What you have to do: Could you extend the travel post about visiting the Vatican museum, picking up right after its final sentence?

Excerpted text:
***
The day didn’t start as well as we’d hoped. The bus ride into the city was a debacle, but more on that in tomorrow’s post.
Today’s agenda was the Vatican museum and St Peter’s Basilica. First up was the Vatican museum. We met up with Viv and Kez at the entrance to the museum. Wow. It appears all of Europe had decided to visit the museum the same day. It was packed from wall to wall, so much so that it was uncomfortable.
We paid extra for audio guides, which turned out to be a complete waste of time because it didn’t line up with the exhibit numbers in the museum. Let’s wing it then. We didn’t know what to expect from the museum. There were lots (I mean LOTS) of sculptures of torsos. Hundreds! Whilst trying to follow the audio guide, we got herded like sheep from room to room, all of which were filled with tour groups with little standing room left.
Sad to say, we didn’t enjoy this as much as we would, but only because of the crowd. The entire time, we just felt like a molecule of water swishing around in the ocean. This post will not do the museum justice. If you wanted to visit the museum, go really early (and zoom around really quickly before the throngs of tourists come in) or go a couple of hours before closing. I’d hate to think of how much more packed it would be during summer. At least the coffee was cheap.
***
Named object pointing data:
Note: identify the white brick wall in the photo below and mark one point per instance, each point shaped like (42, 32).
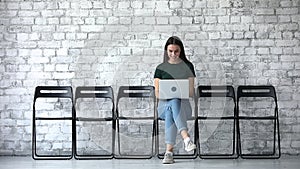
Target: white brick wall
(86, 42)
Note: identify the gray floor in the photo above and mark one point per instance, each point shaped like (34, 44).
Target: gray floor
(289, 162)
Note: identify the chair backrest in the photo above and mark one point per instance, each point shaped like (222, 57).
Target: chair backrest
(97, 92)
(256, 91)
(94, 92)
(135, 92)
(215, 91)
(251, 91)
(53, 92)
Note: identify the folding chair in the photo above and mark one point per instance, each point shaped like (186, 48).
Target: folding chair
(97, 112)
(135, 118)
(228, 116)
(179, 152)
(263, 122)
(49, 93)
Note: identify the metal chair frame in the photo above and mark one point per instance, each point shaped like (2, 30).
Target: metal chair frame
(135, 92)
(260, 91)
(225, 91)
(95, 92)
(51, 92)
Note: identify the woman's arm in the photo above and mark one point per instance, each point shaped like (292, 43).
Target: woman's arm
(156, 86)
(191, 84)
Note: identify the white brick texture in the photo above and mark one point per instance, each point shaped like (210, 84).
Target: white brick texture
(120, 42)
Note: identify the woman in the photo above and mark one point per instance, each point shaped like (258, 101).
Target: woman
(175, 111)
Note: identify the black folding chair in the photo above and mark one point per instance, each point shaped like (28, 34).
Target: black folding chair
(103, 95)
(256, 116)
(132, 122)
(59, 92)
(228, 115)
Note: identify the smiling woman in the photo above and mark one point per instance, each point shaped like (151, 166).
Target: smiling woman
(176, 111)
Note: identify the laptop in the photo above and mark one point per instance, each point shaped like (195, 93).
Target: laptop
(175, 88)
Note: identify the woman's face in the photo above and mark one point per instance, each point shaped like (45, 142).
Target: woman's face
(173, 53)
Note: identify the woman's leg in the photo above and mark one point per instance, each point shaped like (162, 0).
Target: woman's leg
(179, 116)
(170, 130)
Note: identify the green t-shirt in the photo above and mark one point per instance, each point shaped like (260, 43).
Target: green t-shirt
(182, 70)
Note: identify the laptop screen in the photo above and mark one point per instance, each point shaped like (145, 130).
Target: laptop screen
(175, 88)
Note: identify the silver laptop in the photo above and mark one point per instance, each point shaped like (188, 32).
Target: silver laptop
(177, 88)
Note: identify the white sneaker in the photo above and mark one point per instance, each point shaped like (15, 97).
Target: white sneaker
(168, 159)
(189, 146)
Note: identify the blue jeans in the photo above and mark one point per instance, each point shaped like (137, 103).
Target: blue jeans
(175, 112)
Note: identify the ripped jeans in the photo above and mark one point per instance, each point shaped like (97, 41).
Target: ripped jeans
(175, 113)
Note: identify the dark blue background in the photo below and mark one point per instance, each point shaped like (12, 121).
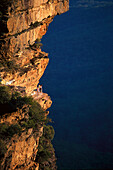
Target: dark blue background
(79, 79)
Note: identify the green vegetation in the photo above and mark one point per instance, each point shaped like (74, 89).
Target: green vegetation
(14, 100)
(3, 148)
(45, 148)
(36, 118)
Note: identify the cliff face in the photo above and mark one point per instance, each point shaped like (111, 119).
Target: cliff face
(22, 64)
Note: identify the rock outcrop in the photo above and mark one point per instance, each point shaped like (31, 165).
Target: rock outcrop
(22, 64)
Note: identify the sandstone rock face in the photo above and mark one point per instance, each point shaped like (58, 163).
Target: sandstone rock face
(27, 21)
***
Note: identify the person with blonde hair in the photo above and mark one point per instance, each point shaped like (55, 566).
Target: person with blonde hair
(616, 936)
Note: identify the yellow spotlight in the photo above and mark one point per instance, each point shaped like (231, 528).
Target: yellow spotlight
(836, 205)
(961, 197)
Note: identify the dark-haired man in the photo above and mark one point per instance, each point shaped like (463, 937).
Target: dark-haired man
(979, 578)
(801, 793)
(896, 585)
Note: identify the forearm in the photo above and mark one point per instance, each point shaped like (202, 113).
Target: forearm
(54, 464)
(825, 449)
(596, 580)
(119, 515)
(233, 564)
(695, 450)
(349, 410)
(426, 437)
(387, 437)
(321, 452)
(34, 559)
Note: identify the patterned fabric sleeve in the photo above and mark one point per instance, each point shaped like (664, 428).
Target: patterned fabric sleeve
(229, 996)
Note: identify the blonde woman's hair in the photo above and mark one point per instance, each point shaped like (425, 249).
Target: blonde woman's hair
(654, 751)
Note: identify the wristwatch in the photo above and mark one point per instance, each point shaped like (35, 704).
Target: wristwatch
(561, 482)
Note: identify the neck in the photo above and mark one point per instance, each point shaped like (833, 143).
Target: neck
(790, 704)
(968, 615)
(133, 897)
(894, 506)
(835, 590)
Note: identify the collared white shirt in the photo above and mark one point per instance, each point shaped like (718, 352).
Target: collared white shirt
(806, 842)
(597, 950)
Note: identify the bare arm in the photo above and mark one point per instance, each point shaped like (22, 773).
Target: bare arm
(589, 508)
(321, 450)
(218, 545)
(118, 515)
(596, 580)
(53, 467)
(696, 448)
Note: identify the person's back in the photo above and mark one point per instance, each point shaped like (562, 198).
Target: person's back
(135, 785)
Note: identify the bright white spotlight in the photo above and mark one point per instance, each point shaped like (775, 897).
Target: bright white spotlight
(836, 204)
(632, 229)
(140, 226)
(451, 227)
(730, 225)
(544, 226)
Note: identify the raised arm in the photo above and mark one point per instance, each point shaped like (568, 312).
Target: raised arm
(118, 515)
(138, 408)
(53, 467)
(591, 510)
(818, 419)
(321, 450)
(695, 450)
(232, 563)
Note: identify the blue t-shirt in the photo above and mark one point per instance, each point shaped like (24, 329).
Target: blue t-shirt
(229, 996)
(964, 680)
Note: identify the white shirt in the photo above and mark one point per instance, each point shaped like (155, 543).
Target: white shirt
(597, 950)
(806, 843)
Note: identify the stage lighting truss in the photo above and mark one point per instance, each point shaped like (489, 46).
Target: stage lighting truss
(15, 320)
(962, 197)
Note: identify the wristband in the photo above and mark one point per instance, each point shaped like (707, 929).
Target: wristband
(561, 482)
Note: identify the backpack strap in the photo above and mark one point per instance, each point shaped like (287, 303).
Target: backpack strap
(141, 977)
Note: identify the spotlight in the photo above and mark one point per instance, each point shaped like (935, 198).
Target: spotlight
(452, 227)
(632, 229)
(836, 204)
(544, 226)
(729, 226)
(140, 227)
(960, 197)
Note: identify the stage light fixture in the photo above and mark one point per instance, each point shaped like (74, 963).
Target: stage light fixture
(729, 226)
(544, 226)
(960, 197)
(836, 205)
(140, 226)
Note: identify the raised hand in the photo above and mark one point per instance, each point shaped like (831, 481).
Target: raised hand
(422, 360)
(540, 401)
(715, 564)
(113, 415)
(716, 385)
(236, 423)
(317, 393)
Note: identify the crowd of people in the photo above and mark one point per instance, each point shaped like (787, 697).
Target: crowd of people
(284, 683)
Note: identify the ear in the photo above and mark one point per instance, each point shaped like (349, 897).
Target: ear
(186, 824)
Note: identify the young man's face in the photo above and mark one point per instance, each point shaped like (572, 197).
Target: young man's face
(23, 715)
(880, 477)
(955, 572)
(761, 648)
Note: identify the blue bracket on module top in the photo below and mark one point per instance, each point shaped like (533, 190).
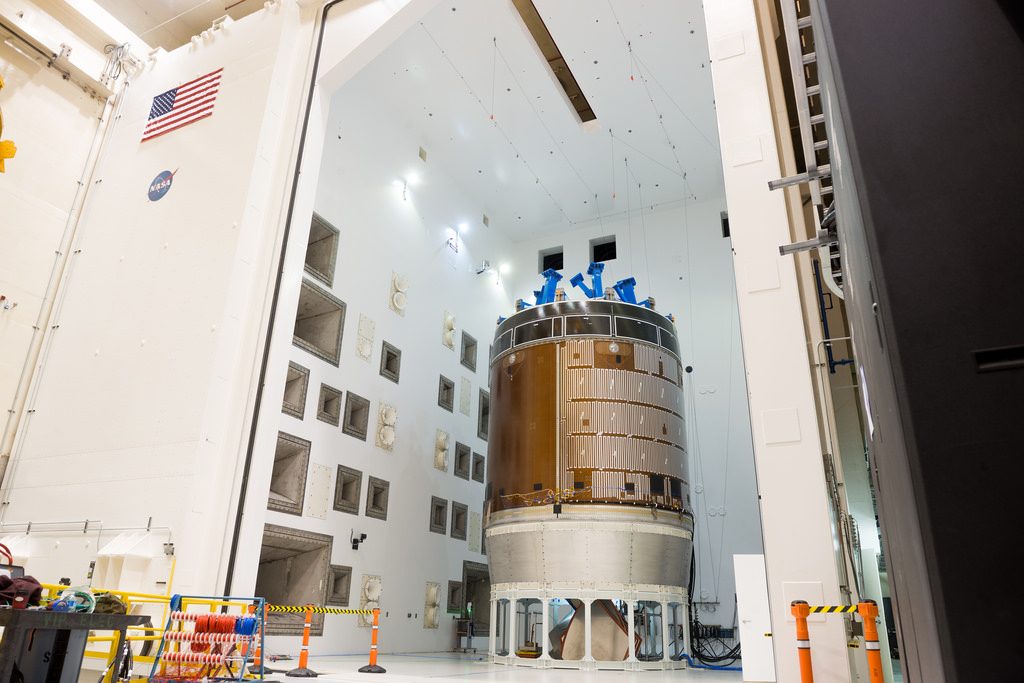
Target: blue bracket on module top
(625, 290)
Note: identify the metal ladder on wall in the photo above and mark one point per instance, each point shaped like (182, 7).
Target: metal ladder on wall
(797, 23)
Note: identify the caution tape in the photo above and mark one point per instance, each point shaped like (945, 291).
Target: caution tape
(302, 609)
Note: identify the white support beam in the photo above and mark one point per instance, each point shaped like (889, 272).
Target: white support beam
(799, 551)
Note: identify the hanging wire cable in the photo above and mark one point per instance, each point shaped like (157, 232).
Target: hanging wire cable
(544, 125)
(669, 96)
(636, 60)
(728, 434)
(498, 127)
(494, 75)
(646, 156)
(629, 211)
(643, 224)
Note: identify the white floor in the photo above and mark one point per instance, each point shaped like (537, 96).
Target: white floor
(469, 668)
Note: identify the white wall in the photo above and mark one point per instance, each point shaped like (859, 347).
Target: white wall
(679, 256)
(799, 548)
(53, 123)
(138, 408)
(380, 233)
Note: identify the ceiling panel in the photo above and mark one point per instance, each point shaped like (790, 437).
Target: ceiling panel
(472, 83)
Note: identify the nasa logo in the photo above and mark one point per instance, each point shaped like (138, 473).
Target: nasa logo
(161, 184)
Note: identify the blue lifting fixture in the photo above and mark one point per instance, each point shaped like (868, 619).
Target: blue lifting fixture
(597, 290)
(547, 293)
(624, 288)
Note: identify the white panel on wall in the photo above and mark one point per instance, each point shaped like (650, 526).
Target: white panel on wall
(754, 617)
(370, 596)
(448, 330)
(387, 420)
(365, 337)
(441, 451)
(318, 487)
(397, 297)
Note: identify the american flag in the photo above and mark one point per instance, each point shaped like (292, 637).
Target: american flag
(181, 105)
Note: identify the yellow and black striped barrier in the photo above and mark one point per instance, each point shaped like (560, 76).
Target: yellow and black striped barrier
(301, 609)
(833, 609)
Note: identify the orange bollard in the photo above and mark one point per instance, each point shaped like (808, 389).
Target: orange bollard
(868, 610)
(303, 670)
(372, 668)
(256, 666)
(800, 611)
***
Output of the exercise:
Afterwards, we got in a queue to see St Peter’s Basilica. Aaron was not quite as enthusiastic as Flora to be standing in a crowd again but it paid off in the end. We visited the tombs of past popes. The bodies lay in intricate tombs along the crypt corridor. Once we left the crypt, we found ourselves right in the heart of the Basilica, in the middle of a mass. The grandeur of the Basilica winded us. I thought Notre Dame was unbeatable, but I stand corrected.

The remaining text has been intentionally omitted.